**Your instructions**. Locate every line in the listing that contains the word "moth" and copy each of those lines.

[Named-object pointing listing]
##########

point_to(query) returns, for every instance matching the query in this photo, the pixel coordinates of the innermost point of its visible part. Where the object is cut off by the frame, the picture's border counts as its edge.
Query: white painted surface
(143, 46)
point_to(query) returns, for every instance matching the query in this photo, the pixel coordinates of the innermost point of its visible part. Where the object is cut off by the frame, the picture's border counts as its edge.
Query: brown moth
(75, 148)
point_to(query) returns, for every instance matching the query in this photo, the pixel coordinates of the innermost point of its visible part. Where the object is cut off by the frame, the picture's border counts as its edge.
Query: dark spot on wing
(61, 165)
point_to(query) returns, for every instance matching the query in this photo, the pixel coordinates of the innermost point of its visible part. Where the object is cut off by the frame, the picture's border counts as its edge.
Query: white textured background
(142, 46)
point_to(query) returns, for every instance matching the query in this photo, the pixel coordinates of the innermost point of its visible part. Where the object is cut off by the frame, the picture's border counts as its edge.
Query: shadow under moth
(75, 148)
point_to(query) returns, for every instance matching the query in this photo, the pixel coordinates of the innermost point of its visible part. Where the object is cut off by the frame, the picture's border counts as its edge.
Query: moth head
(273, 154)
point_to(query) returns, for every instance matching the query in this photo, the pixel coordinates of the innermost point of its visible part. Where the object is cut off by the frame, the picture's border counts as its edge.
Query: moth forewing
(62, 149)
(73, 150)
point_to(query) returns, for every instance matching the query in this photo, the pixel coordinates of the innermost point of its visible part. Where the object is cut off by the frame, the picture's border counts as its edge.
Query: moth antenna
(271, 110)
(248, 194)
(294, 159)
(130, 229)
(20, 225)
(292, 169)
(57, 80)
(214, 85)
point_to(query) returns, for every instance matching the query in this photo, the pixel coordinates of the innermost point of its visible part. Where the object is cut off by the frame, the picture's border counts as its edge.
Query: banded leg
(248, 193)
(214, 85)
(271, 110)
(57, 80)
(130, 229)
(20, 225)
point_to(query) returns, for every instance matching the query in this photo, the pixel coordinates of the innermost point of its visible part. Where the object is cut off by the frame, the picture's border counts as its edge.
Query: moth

##########

**Correct output**.
Query: brown moth
Query: shadow under moth
Query: moth head
Query: moth forewing
Query: moth antenna
Query: moth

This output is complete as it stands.